====== Extracted text ======
# Macrame Crazy



## Nanimal (Dec 14, 2011)

A couple of months ago I became more housebound than outbound because of a decline in health. I decided to learn something new.
Macrame. I never got in on it way back when, but I have discovered some awesome patterns and I've been going to town.
This is my newest one.

It's made with cobalt glass round beads, and 1mm nylon satin cord. the pattern is Rosebud and Beads from the youtube tutorial by Macrame School.


----------



## JYannucci (Nov 29, 2011)

I made and sold Macrame in the 60's. I loved it. Made a lot of guitar straps, and belts. Really a fun craft. Your bracelet is beautiful.


----------



## Nanimal (Dec 14, 2011)

JYannucci said:


> I made and sold Macrame in the 60's. I loved it. Made a lot of guitar straps, and belts. Really a fun craft. Your bracelet is beautiful.


Thank you. I never got into it back then, but I sure am enjoying it now. I make them to give in contests I host on another site, and also as gifts for family and friends.


----------



## Lady of the Lake (Nov 10, 2011)

I loved it! Taught classes in the local elementary school, made plant hangers (easy!), belts, purses, and almost anything you could think of. Wonderful and great for kids!


----------



## Windmill Knitter (Mar 31, 2012)

Love that bracelet! It's beautiful.


----------



## skinny minnie (Jan 4, 2012)

Beautiful bracelet. Have thought I would like to try, but too many other projects on the go. One day maybe.


----------



## Sharynreed (Nov 29, 2011)

I made a lot of money with it back in the day. Designing pieces for peoples homes. It was a lot of fun!


----------



## Clancy P (Feb 26, 2014)

Where do you find the satin cording?


----------



## Nanimal (Dec 14, 2011)

For Clancy P

My favourite place to get the Satin Cord is Knots&Tangles. for the 1mm up they were shipping for free. They have a lot of colours to choose from, too.

knots&tangles.com


----------



## Nanimal (Dec 14, 2011)

for Lady of the Lake:

That is so awesome. I wish more kids these days would take an interest in crafting. There are kids doing tutorials on youtube for friendship bracelets and stuff like that. I think it's great.


----------



## Nanimal (Dec 14, 2011)

Windmill Knitter said:


> Love that bracelet! It's beautiful.


Thank you! I have made several bracelets but I always revisit this pattern to make. It looks good in any colour.


----------



## Nanimal (Dec 14, 2011)

Sharynreed said:


> I made a lot of money with it back in the day. Designing pieces for peoples homes. It was a lot of fun!
======
Set problem:
According to the macrame thread, which pattern was used for the newest bracelet, and where did it come from? The material after this point is separate from the macrame thread.
====== Raw records ======
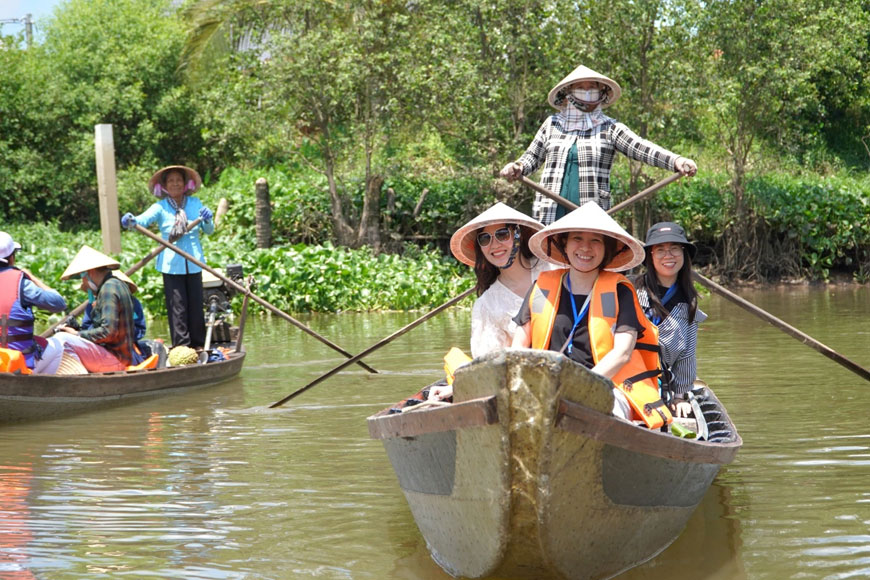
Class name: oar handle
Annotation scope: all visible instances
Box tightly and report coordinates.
[39,218,202,338]
[136,224,378,373]
[692,271,870,381]
[269,288,474,409]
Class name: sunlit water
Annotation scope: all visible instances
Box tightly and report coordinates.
[0,288,870,580]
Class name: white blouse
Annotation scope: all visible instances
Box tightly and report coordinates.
[471,260,555,358]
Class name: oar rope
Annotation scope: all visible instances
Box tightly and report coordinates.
[136,224,378,373]
[39,218,202,338]
[522,173,870,381]
[269,288,474,409]
[269,173,683,409]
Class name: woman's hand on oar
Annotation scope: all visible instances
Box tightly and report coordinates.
[39,218,202,338]
[135,225,378,373]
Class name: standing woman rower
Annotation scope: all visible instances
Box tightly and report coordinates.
[450,202,549,358]
[634,222,707,417]
[121,165,214,348]
[500,65,698,225]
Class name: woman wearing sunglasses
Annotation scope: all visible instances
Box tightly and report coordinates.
[450,202,549,358]
[512,202,671,428]
[501,66,698,225]
[634,222,707,417]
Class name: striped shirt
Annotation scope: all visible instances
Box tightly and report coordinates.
[637,288,707,398]
[517,113,679,225]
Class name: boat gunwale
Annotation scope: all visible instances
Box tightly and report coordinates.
[368,395,498,439]
[556,399,743,465]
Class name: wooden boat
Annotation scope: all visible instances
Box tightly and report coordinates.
[0,267,248,425]
[368,350,742,580]
[0,350,245,424]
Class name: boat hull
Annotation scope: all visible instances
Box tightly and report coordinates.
[0,351,245,424]
[369,350,741,580]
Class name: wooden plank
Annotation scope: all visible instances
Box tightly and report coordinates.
[94,124,121,255]
[368,396,498,439]
[556,399,742,465]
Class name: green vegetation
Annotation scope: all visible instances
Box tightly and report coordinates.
[0,0,870,310]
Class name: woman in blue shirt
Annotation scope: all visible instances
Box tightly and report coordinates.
[121,165,214,348]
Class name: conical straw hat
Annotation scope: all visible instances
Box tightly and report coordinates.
[148,165,202,197]
[60,246,121,280]
[547,64,622,110]
[450,202,544,266]
[529,201,644,272]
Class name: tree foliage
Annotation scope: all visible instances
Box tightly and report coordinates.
[0,0,870,277]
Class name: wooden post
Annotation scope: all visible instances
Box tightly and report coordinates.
[254,177,272,248]
[94,124,121,255]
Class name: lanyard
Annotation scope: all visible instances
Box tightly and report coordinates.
[650,282,677,326]
[562,273,594,356]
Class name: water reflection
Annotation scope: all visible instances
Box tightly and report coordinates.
[0,288,870,580]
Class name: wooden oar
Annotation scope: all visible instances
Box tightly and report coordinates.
[523,179,870,381]
[136,225,378,373]
[692,271,870,381]
[269,173,682,409]
[39,218,202,338]
[269,288,474,409]
[521,172,683,213]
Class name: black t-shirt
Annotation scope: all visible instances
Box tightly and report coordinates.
[514,282,643,369]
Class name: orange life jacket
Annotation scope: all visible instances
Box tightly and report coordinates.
[529,269,673,429]
[0,348,33,375]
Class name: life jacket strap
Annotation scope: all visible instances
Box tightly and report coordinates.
[622,369,662,391]
[643,399,668,424]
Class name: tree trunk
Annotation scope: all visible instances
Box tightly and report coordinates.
[320,121,354,246]
[356,175,384,252]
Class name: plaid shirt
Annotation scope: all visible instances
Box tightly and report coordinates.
[79,275,135,365]
[517,114,679,225]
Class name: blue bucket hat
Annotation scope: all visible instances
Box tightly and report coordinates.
[643,222,698,260]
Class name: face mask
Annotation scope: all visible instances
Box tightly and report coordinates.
[571,89,601,103]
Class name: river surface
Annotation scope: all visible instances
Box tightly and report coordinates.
[0,287,870,580]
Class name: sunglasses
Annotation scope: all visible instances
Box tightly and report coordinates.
[477,228,513,248]
[653,245,683,259]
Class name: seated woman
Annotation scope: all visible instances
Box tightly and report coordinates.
[81,270,151,358]
[429,202,549,400]
[450,202,548,358]
[634,222,707,417]
[513,202,671,428]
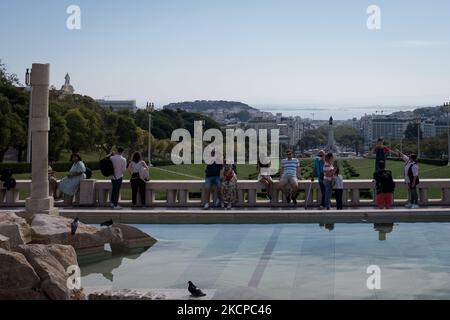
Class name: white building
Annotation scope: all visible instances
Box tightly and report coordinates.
[96,99,137,112]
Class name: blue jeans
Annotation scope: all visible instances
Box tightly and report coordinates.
[205,177,220,190]
[409,186,419,204]
[319,180,325,208]
[325,180,333,209]
[111,178,123,207]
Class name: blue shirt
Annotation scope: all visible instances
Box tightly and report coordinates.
[282,159,299,177]
[314,158,325,180]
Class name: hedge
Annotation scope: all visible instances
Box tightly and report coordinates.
[366,157,448,167]
[0,161,100,174]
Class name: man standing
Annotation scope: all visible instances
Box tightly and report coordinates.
[396,150,420,209]
[203,151,223,210]
[110,147,127,209]
[311,150,325,209]
[372,138,392,172]
[280,150,300,204]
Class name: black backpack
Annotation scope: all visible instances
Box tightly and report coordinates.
[0,169,16,191]
[84,167,92,179]
[408,162,420,187]
[377,170,395,193]
[100,156,114,177]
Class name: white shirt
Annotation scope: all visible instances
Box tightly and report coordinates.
[282,158,299,177]
[403,155,419,184]
[333,175,344,190]
[110,154,127,180]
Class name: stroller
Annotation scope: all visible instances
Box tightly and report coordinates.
[0,169,16,191]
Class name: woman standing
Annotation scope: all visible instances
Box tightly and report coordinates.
[221,160,237,209]
[323,153,335,210]
[128,152,148,207]
[59,153,86,206]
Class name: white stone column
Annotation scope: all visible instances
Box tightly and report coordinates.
[26,63,59,215]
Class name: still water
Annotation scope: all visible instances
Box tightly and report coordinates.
[81,223,450,299]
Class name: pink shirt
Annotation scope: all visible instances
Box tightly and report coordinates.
[323,162,334,181]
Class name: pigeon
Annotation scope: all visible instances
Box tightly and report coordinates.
[70,218,79,235]
[100,219,114,227]
[188,281,206,297]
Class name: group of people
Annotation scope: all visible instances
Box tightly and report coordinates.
[48,147,149,209]
[203,150,344,210]
[372,138,420,209]
[203,139,419,210]
[48,139,419,210]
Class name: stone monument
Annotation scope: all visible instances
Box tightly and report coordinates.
[325,117,338,153]
[61,73,75,96]
[26,63,59,215]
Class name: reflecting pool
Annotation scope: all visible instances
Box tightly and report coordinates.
[80,223,450,299]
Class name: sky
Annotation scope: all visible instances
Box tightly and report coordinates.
[0,0,450,119]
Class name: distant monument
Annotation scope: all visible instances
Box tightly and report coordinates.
[325,117,338,153]
[61,73,75,96]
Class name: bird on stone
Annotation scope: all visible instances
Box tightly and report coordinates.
[100,219,114,227]
[70,217,79,235]
[188,281,206,297]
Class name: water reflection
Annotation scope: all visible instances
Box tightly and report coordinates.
[319,223,334,232]
[79,247,150,282]
[373,223,394,241]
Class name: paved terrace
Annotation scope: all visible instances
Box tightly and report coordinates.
[0,179,450,223]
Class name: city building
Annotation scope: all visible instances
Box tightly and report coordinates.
[96,99,137,112]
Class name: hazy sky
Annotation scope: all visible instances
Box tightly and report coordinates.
[0,0,450,119]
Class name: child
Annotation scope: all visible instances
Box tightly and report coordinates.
[333,168,344,210]
[221,164,237,210]
[373,161,395,209]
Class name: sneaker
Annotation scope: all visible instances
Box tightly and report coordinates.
[292,193,298,204]
[286,193,291,203]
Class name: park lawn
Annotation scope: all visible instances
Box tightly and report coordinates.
[11,159,450,200]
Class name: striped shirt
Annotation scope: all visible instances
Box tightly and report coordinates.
[282,159,300,177]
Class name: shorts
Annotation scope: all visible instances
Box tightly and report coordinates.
[205,177,220,189]
[279,177,298,187]
[377,192,394,209]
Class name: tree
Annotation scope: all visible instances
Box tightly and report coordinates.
[48,104,69,161]
[65,109,90,152]
[404,122,423,140]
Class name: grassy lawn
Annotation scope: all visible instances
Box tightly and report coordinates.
[15,159,450,200]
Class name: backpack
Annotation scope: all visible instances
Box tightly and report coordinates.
[0,169,16,191]
[84,167,92,179]
[376,170,395,193]
[100,156,114,177]
[408,162,420,188]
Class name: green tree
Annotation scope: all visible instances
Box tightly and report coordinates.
[65,109,90,152]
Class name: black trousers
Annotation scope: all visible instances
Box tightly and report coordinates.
[130,173,146,205]
[111,178,123,207]
[334,189,344,210]
[319,180,325,208]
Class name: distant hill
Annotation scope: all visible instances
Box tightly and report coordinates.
[164,100,258,113]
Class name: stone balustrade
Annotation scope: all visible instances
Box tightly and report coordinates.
[0,179,450,207]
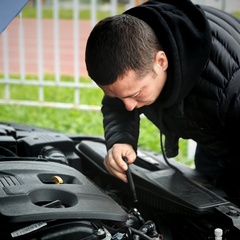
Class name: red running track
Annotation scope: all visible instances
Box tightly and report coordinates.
[0,18,92,76]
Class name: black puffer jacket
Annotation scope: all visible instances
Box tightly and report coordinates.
[102,0,240,174]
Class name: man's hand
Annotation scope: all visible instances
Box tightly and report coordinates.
[104,143,137,182]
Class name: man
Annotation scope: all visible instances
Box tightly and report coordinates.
[86,0,240,196]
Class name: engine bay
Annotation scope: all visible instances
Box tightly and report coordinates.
[0,123,240,240]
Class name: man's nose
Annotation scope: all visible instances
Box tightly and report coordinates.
[123,98,138,111]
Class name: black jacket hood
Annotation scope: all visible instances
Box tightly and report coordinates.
[124,0,211,108]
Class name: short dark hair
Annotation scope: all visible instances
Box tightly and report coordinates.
[85,14,161,86]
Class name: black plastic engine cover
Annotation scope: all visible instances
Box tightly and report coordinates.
[0,161,127,223]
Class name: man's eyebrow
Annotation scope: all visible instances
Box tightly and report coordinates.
[123,91,140,98]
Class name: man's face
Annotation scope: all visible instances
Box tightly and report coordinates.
[100,51,167,111]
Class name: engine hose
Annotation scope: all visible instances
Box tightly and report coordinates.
[129,227,156,240]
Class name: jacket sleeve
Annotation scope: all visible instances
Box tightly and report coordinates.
[101,95,140,151]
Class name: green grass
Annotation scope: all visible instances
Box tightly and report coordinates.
[0,74,192,165]
[22,1,125,20]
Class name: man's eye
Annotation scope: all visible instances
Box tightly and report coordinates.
[133,92,140,98]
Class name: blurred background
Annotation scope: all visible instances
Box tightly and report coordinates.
[0,0,240,166]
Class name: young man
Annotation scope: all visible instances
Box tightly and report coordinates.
[86,0,240,196]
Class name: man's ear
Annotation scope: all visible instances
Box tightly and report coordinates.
[155,51,168,71]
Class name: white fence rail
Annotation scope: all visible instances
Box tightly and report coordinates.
[0,0,135,110]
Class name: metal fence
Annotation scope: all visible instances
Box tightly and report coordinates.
[0,0,139,109]
[0,0,240,109]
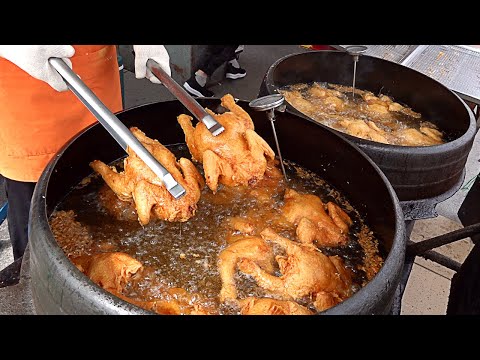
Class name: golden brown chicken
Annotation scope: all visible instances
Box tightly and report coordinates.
[72,252,217,315]
[218,236,274,302]
[90,127,205,225]
[237,228,352,311]
[239,297,314,315]
[282,189,352,246]
[178,94,275,193]
[395,127,443,146]
[71,252,143,294]
[338,118,390,144]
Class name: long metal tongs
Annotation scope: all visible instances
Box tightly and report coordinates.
[147,59,225,136]
[48,58,185,199]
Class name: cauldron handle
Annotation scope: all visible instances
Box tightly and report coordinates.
[48,58,185,199]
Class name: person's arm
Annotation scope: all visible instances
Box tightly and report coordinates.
[133,45,172,84]
[0,45,75,91]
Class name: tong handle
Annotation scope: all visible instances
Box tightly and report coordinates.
[147,59,225,136]
[48,58,185,199]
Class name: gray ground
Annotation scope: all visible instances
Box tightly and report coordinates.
[0,45,480,313]
[0,45,307,270]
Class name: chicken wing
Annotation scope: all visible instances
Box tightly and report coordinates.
[71,252,143,294]
[177,94,275,193]
[90,127,205,225]
[395,128,442,146]
[237,228,352,311]
[282,189,352,246]
[218,236,274,302]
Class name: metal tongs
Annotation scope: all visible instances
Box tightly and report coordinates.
[48,58,185,199]
[147,59,225,136]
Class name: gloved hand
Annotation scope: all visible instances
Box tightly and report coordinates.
[133,45,172,84]
[0,45,75,91]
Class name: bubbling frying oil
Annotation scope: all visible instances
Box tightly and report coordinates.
[50,144,384,314]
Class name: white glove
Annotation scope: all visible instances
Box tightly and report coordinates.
[133,45,172,84]
[0,45,75,91]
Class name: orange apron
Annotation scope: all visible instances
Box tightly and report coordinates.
[0,45,122,182]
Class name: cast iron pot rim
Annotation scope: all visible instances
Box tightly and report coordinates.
[31,97,406,315]
[265,50,477,155]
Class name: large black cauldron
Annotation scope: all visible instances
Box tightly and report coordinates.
[259,51,476,201]
[29,99,406,314]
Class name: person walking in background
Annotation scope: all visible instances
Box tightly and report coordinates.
[183,45,247,97]
[0,45,171,260]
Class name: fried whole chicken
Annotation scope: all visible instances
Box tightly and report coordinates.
[90,127,205,225]
[239,297,314,315]
[177,94,275,193]
[218,236,274,302]
[237,228,352,311]
[282,189,352,246]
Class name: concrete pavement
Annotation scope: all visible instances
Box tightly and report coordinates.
[0,45,480,314]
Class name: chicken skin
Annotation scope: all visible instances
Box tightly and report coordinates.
[90,127,205,225]
[72,252,143,294]
[177,94,275,193]
[396,127,442,146]
[282,189,352,246]
[239,297,314,315]
[218,236,274,302]
[237,228,352,311]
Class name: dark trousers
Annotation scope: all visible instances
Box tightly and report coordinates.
[198,45,238,77]
[5,178,36,260]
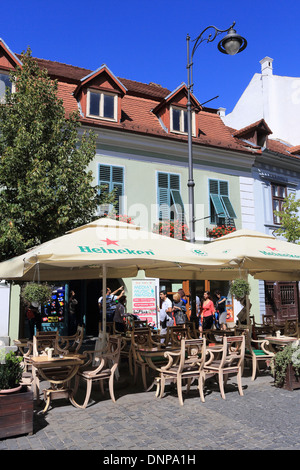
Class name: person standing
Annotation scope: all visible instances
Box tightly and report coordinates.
[199,291,215,337]
[172,292,187,325]
[215,290,227,330]
[159,290,174,342]
[98,286,124,322]
[113,295,126,333]
[25,304,41,339]
[69,290,78,336]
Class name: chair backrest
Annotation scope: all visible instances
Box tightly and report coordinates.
[284,319,299,336]
[133,320,148,328]
[220,335,245,369]
[166,325,191,346]
[32,330,59,356]
[99,321,115,335]
[262,315,274,326]
[131,327,152,346]
[185,321,199,339]
[178,338,206,373]
[105,336,122,363]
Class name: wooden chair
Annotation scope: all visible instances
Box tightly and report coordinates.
[70,336,121,409]
[29,330,69,358]
[131,327,166,390]
[185,321,200,339]
[158,338,206,405]
[283,319,300,338]
[23,330,69,401]
[98,321,120,335]
[252,315,276,339]
[59,326,84,353]
[165,325,192,347]
[244,330,274,380]
[133,320,148,328]
[200,335,245,400]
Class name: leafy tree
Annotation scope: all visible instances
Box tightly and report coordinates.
[0,48,115,260]
[274,193,300,244]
======
Correct answer:
It used the Rosebud and Beads pattern from a YouTube tutorial by Macrame School.